Records drawn from a dataset

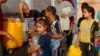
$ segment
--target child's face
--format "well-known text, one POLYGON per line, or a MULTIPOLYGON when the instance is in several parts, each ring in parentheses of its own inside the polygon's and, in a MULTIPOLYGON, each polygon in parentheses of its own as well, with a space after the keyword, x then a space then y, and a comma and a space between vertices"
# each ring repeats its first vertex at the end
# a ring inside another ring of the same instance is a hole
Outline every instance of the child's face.
POLYGON ((88 18, 89 16, 91 16, 91 13, 89 13, 86 9, 83 9, 83 16, 84 18, 88 18))
POLYGON ((47 10, 45 11, 45 13, 46 13, 47 17, 50 17, 50 15, 49 15, 50 13, 47 10))
POLYGON ((51 16, 50 16, 50 15, 51 15, 50 12, 46 10, 45 13, 46 13, 46 17, 48 17, 48 20, 51 20, 51 19, 50 19, 50 17, 51 17, 51 16))
POLYGON ((36 30, 39 34, 42 34, 44 31, 46 31, 46 26, 44 26, 40 23, 37 23, 36 24, 36 30))

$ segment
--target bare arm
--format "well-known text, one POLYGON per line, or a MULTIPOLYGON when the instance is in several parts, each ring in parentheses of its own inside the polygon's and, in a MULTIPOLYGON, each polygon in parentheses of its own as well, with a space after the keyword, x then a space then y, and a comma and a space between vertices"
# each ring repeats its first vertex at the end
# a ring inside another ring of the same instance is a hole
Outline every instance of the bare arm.
POLYGON ((4 31, 0 31, 0 35, 7 35, 7 33, 4 31))
POLYGON ((5 36, 7 36, 9 39, 13 39, 12 36, 11 36, 9 33, 4 32, 4 31, 0 31, 0 35, 5 35, 5 36))
POLYGON ((35 45, 35 46, 32 46, 32 47, 29 47, 28 48, 28 53, 29 54, 32 54, 33 52, 36 52, 40 49, 40 45, 35 45))
POLYGON ((60 39, 62 37, 62 33, 58 33, 58 34, 52 35, 51 37, 55 38, 55 39, 60 39))
POLYGON ((35 28, 32 28, 32 29, 30 29, 30 30, 28 31, 28 34, 31 34, 31 33, 34 33, 34 32, 36 32, 36 29, 35 29, 35 28))
POLYGON ((76 39, 76 43, 75 43, 76 47, 79 46, 80 34, 81 34, 80 31, 78 31, 78 33, 77 33, 77 39, 76 39))
POLYGON ((21 1, 21 2, 19 3, 19 13, 20 13, 21 20, 24 19, 22 7, 23 7, 23 2, 21 1))

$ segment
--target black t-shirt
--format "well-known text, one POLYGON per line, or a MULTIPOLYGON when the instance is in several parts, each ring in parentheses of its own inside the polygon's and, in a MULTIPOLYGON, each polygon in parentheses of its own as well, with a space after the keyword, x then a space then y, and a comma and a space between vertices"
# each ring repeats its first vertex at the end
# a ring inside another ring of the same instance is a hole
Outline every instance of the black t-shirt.
POLYGON ((79 18, 77 27, 80 27, 81 22, 84 20, 84 17, 79 18))
POLYGON ((91 27, 91 42, 95 42, 95 31, 99 30, 98 23, 96 21, 93 22, 92 27, 91 27))
POLYGON ((37 19, 39 16, 40 16, 40 12, 37 11, 37 10, 30 10, 30 13, 29 13, 28 16, 26 16, 26 15, 24 14, 24 17, 25 17, 25 18, 34 18, 34 21, 36 21, 36 19, 37 19))

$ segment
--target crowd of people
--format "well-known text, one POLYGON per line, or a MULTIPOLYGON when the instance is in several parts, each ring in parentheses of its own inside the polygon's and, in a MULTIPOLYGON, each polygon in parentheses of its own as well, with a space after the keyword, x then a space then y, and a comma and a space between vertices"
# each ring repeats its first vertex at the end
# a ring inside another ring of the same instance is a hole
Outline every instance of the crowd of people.
MULTIPOLYGON (((0 6, 7 0, 0 0, 0 6)), ((80 47, 82 56, 96 56, 98 23, 95 10, 88 3, 81 6, 82 17, 78 20, 76 47, 80 47), (77 44, 78 42, 78 44, 77 44)), ((44 10, 30 10, 25 2, 19 3, 20 20, 23 23, 23 45, 12 49, 12 53, 0 43, 0 56, 67 56, 74 37, 73 26, 77 10, 70 1, 57 0, 55 6, 44 10), (6 50, 4 50, 6 49, 6 50), (6 52, 6 53, 5 53, 6 52)), ((0 8, 0 29, 3 29, 3 15, 0 8)), ((13 36, 0 31, 13 40, 13 36)), ((2 39, 2 36, 0 36, 2 39)))

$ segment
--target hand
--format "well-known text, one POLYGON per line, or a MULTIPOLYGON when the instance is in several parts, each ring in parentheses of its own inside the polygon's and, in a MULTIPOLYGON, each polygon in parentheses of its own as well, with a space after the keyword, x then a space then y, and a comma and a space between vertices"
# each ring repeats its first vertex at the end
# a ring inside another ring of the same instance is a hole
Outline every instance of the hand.
POLYGON ((75 47, 79 47, 79 42, 76 42, 75 43, 75 47))
POLYGON ((67 36, 69 36, 71 34, 71 31, 69 31, 68 33, 67 33, 67 36))
POLYGON ((79 47, 79 39, 78 39, 78 37, 77 37, 77 40, 76 40, 76 42, 75 42, 75 46, 76 46, 76 47, 79 47))
POLYGON ((33 33, 35 31, 35 29, 30 29, 27 33, 28 34, 31 34, 31 33, 33 33))
POLYGON ((68 34, 67 34, 67 36, 69 36, 71 33, 69 32, 68 34))
POLYGON ((12 37, 12 35, 10 35, 10 34, 8 34, 7 33, 7 35, 6 35, 10 40, 13 40, 13 37, 12 37))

PROBLEM: Restate the lines of the records exactly, starting at the first and stopping after the line with "--target black t-shirt". Leave out any picture.

RESPONSE BOX:
$ segment
--target child's face
--format "well-known text, one POLYGON per line, or a MULTIPOLYGON when the instance is in several parts, each ring in parentheses of its own inside the polygon's and, in a MULTIPOLYGON, each polygon in parentheses of its own as well, with a space after the keyword, x then a space then y, and a comma and a space between vertices"
# each ring repeats its first vertex at the end
# a ring inside another ring of the same instance is a hole
Outline every instance of the child's face.
POLYGON ((88 18, 89 16, 91 16, 91 13, 89 13, 86 9, 83 9, 83 16, 84 18, 88 18))
POLYGON ((47 10, 45 11, 45 13, 46 13, 47 17, 50 17, 50 15, 49 15, 50 13, 47 10))
POLYGON ((51 16, 50 16, 50 15, 51 15, 50 12, 46 10, 45 13, 46 13, 46 17, 48 17, 48 20, 51 20, 51 19, 50 19, 50 17, 51 17, 51 16))
POLYGON ((36 30, 39 34, 42 34, 44 31, 46 31, 46 26, 44 26, 40 23, 37 23, 36 24, 36 30))

$ segment
--target bare arm
--format "well-known text, one POLYGON per line, or a MULTIPOLYGON when the instance is in several parts, each ring in parentheses of its own inside the polygon's and, in a MULTIPOLYGON, each polygon in parentheses of its own as well, with a space after the keyword, x then a space then y, and a comma and a space between vertices"
# each ring repeats its first vertex at the end
# a ring inside another ring of the same instance is a hole
Outline every instance of the bare arm.
POLYGON ((4 31, 0 31, 0 35, 7 35, 7 33, 4 31))
POLYGON ((5 36, 7 36, 9 39, 13 39, 12 36, 11 36, 9 33, 4 32, 4 31, 0 31, 0 35, 5 35, 5 36))
POLYGON ((35 45, 35 46, 32 46, 32 47, 29 47, 28 48, 28 53, 29 54, 32 54, 33 52, 36 52, 40 49, 40 45, 35 45))
POLYGON ((60 39, 62 37, 62 33, 58 33, 58 34, 52 35, 51 37, 55 38, 55 39, 60 39))
POLYGON ((35 28, 32 28, 32 29, 30 29, 30 30, 28 31, 28 34, 31 34, 31 33, 34 33, 34 32, 36 32, 36 29, 35 29, 35 28))
POLYGON ((76 39, 76 43, 75 43, 76 47, 79 46, 80 34, 81 34, 80 31, 78 31, 78 33, 77 33, 77 39, 76 39))
POLYGON ((21 1, 21 2, 19 3, 19 13, 20 13, 21 20, 24 19, 22 7, 23 7, 23 2, 21 1))

$ segment
--target black t-shirt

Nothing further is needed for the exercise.